== Provided entries

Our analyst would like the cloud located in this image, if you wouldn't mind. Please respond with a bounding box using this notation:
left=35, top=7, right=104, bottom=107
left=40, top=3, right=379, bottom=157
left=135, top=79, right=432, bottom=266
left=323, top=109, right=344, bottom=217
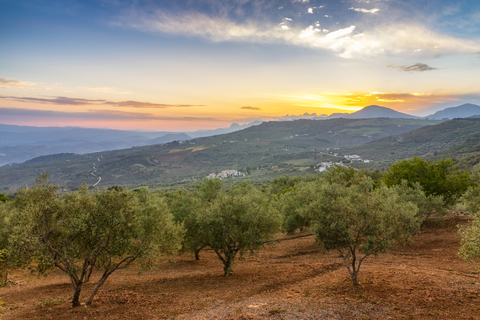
left=0, top=96, right=205, bottom=109
left=387, top=63, right=438, bottom=73
left=83, top=87, right=131, bottom=94
left=105, top=100, right=205, bottom=109
left=112, top=7, right=480, bottom=59
left=0, top=108, right=224, bottom=121
left=0, top=96, right=105, bottom=106
left=348, top=7, right=380, bottom=13
left=0, top=78, right=50, bottom=90
left=240, top=106, right=262, bottom=111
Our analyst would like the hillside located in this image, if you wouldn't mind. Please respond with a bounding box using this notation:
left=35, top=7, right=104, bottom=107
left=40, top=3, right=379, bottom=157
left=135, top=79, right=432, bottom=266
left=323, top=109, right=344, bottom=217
left=426, top=103, right=480, bottom=120
left=0, top=123, right=259, bottom=166
left=0, top=217, right=480, bottom=320
left=342, top=118, right=480, bottom=163
left=0, top=118, right=439, bottom=191
left=329, top=105, right=421, bottom=119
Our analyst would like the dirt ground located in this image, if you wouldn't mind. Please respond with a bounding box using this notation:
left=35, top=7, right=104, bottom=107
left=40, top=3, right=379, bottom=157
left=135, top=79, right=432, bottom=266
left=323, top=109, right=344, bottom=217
left=0, top=216, right=480, bottom=320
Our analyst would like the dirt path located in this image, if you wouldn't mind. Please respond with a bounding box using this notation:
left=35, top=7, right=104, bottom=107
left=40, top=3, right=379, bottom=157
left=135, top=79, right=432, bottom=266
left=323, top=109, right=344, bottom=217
left=0, top=219, right=480, bottom=320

====

Scale the lines from the one containing "Our analyst would like the hillside" through the one containing "left=426, top=103, right=480, bottom=120", copying every line in that span, request included. Multiply the bounding-box coordinates in the answers by 2.25 and round them to whole numbers, with halves going up, but leave the request and its sample notation lines unchanged.

Our analyst would like the hillside located in this image, if you wouldn't mind. Please respond with a bounding box using this notation:
left=35, top=7, right=104, bottom=107
left=40, top=3, right=379, bottom=157
left=135, top=79, right=432, bottom=266
left=323, top=109, right=344, bottom=217
left=959, top=232, right=1080, bottom=270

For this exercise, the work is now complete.